§ Objetivo de la tarea: Transcribe literalmente el pasaje del texto sobre los militares de Brasil: comienza en las palabras "Sin embargo, esas" y termina después de "las protecciones medioambientales.".

§ Texto de origen:
□ □ □ □

Una amenaza se cierne sobre Brasil
Parece ciencia ficción. En 93 páginas, el texto propone un futuro extraño. En 2027, hay una nueva pandemia, causada por el “Xvirus”. Un año después, estalla la guerra entre Estados Unidos, China y Rusia por los yacimientos de bauxita de Guyana. En 2035, los brasileños admiten de manera abierta su conservadurismo innato y adoptan un futuro en el que la palabra “indígena” apenas existe.
Sin embargo, esas predicciones no son fruto de una obra de ficción. Por el contrario, proceden de un extraño documento político publicado el año pasado por un grupo de institutos dirigidos por militares brasileños retirados. Titulado Proyecto Nación: Brasil en 2035, el informe propone una gran estrategia nacional en cuestiones como geopolítica, ciencia, tecnología, educación y sanidad. Además de sus predicciones más extravagantes, prevé el fin del sistema sanitario universal y de las universidades públicas, y pide la eliminación de las protecciones medioambientales.
Es tentador reírse, pero no se trata de un asunto marginal. A la presentación del plan el año pasado asistieron el vicepresidente de Brasil y el secretario general del Ministerio de Defensa. Después de todo, esto es Brasil, donde los militares se han inmiscuido en el gobierno desde hace mucho tiempo, incluso gobernaron el país en una dictadura de 1964 a 1985.
En las décadas posteriores, los militares volvieron a los cuarteles, pero su retirada siempre fue condicional.
El mandato de Jair Bolsonaro, capitán retirado del ejército, devolvió a los militares al corazón del gobierno. Si bien dejó el cargo a regañadientes, los militares de Brasil —privilegiados, preponderantes y que no rinden cuentas— siguen siendo una amenaza constante para la democracia del país.
El ejército brasileño nunca pidió perdón por sus crímenes. Al contrario, sigue celebrando lo que llama la revolución de 1964. Durante el gobierno de Bolsonaro, todos los años se celebró el 31 de marzo, la fecha del golpe de Estado que llevó a los militares al poder.
Los militares gozan de muchos privilegios, con sus propios sistemas de educación, vivienda, salud e incluso justicia penal. Curiosamente, quedaron exentos de la reciente reforma de pensiones en Brasil. Por suerte para ellos: en 2019, la remuneración promedio de un militar retirado era más de seis veces superior a la de un civil retirado.
No solo los militares se benefician de tanta generosidad, sino también sus familias. Por ejemplo, 137.900 hijas solteras de militares recibirán las pensiones de sus padres durante el resto de sus vidas, una lista que incluye a las dos hijas del coronel Carlos Alberto Brilhante Ustra, acusado de torturar a cientos de personas y retirado con el rango de mariscal.

□ □ □ □

§ Registros extraídos:
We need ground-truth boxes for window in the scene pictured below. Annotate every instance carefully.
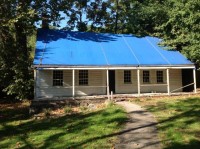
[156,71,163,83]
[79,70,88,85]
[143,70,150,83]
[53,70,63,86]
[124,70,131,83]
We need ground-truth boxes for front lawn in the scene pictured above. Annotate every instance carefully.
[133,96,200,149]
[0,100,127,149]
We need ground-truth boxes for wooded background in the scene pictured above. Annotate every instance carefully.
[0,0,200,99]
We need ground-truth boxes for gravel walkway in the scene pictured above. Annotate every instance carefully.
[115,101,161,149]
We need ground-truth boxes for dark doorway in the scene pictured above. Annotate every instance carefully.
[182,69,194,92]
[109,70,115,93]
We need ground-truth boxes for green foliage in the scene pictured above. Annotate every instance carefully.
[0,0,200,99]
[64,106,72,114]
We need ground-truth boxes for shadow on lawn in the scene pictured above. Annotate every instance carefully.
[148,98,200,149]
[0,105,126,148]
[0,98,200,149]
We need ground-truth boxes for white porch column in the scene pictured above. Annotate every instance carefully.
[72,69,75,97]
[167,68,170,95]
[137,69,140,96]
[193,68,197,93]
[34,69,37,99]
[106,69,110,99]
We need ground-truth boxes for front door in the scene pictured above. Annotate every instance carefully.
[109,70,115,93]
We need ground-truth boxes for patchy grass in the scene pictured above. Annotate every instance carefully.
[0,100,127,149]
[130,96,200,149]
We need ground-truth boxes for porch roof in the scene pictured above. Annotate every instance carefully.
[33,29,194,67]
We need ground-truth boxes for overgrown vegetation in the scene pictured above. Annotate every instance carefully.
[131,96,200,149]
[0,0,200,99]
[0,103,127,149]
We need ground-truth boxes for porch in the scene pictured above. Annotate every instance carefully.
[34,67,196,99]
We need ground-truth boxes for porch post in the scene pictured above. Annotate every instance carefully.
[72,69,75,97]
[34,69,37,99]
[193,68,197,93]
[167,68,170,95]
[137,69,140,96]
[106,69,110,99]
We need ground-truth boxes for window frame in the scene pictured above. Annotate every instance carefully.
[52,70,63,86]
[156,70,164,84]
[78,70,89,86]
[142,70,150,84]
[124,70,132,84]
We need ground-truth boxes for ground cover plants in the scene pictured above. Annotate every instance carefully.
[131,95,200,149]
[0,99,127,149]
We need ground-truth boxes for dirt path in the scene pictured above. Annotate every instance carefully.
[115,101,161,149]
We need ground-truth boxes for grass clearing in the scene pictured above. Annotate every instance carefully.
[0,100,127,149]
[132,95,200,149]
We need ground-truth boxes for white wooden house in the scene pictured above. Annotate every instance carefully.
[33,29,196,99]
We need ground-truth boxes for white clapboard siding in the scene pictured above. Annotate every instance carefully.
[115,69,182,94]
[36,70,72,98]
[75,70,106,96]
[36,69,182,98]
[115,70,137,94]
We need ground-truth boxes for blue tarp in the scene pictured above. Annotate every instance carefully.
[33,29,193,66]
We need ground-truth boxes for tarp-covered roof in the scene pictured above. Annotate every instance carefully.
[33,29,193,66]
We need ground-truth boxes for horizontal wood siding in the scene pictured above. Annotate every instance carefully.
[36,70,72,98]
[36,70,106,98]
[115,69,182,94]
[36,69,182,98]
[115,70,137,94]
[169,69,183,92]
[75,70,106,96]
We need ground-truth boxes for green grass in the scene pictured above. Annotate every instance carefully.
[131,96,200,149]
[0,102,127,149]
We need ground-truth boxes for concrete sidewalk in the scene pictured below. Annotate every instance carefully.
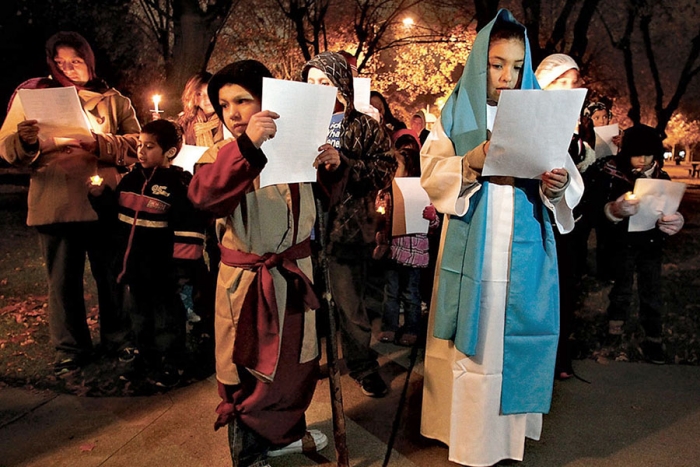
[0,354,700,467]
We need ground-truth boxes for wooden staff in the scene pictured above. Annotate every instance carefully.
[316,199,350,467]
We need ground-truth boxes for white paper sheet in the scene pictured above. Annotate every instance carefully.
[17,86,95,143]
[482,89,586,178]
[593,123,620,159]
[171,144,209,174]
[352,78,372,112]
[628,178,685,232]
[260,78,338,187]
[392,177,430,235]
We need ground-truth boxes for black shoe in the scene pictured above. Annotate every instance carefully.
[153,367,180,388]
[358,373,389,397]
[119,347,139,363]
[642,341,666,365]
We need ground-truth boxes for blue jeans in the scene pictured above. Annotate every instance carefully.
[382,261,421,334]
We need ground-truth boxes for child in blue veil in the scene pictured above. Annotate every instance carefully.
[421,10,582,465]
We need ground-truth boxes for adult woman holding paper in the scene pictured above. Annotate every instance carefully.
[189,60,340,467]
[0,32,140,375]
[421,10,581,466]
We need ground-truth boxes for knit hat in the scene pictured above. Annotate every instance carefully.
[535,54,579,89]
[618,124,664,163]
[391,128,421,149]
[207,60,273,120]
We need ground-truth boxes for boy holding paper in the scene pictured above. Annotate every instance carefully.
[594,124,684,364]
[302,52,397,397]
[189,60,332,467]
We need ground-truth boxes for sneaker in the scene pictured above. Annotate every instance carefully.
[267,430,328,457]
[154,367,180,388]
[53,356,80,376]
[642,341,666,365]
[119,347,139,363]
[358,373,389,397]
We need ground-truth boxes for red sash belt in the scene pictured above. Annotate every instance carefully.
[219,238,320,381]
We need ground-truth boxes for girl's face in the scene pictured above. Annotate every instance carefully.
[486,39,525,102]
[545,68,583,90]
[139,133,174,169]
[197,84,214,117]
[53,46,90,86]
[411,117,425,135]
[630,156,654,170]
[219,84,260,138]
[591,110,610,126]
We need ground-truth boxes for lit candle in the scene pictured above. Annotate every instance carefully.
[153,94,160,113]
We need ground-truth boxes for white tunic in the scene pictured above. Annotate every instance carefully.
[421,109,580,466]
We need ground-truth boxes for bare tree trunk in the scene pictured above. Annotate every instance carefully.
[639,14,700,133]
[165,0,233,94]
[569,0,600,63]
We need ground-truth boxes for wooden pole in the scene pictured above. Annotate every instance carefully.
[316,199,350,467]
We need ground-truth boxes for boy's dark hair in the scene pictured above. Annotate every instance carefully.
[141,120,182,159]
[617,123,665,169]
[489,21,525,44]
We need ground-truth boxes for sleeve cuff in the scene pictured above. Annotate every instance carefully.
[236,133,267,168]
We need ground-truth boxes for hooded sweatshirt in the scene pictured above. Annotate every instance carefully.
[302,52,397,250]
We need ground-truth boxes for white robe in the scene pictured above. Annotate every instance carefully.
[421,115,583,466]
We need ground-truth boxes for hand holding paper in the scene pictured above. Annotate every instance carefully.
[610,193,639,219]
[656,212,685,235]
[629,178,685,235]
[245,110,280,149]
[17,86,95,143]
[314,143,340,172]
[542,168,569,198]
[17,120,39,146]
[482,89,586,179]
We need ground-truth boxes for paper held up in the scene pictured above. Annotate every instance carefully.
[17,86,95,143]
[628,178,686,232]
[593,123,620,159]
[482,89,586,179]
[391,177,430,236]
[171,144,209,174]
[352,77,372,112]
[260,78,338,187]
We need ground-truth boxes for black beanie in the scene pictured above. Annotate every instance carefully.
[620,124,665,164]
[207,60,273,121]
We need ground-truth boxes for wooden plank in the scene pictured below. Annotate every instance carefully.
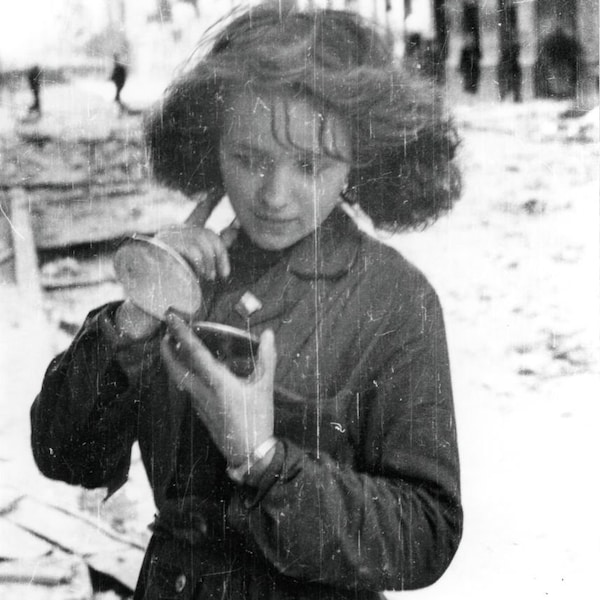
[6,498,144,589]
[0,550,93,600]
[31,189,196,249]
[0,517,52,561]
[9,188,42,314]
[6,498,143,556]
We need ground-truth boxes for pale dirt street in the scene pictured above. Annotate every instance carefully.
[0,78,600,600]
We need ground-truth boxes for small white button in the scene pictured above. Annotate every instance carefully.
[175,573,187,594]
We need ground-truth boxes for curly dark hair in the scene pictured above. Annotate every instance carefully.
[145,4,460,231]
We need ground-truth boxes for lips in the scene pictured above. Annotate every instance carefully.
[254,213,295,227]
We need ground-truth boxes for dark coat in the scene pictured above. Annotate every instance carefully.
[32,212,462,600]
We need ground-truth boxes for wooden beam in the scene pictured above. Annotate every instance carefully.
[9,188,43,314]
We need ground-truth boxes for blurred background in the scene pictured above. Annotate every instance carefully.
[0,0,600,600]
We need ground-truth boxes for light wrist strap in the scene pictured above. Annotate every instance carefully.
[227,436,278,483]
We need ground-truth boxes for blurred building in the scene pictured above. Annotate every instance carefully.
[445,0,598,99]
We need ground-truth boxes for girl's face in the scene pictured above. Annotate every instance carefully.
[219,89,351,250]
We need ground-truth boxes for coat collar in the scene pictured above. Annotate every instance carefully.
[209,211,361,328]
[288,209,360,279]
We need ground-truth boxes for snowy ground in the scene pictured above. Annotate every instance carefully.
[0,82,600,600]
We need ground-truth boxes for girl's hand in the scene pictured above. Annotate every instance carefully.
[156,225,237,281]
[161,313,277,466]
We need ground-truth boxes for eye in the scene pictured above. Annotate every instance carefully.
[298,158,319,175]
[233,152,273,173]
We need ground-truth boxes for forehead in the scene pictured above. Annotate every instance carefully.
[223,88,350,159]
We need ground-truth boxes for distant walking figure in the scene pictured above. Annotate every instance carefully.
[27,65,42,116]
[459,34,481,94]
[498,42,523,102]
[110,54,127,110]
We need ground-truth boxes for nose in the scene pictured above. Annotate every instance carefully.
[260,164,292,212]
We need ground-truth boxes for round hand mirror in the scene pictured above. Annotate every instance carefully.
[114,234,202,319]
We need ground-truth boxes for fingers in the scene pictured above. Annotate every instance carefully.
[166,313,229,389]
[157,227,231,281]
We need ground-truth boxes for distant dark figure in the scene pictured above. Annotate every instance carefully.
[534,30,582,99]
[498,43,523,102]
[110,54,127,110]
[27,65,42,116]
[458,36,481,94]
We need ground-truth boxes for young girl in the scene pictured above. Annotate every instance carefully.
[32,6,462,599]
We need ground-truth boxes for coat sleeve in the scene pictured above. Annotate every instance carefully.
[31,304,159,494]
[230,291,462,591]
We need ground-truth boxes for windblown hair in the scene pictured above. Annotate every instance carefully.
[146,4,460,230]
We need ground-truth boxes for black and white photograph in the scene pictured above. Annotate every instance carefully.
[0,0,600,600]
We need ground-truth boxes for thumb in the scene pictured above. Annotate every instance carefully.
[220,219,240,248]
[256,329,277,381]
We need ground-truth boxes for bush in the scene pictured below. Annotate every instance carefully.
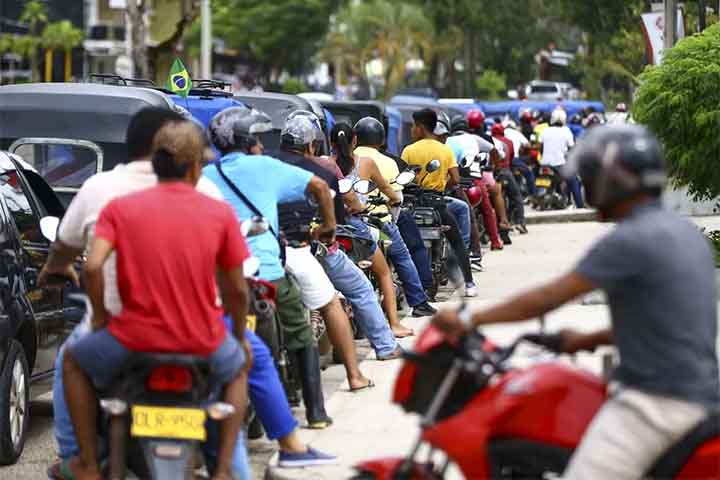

□ □ □ □

§ Respuesta:
Sin embargo, esas predicciones no son fruto de una obra de ficción. Por el contrario, proceden de un extraño documento político publicado el año pasado por un grupo de institutos dirigidos por militares brasileños retirados. Titulado Proyecto Nación: Brasil en 2035, el informe propone una gran estrategia nacional en cuestiones como geopolítica, ciencia, tecnología, educación y sanidad. Además de sus predicciones más extravagantes, prevé el fin del sistema sanitario universal y de las universidades públicas, y pide la eliminación de las protecciones medioambientales.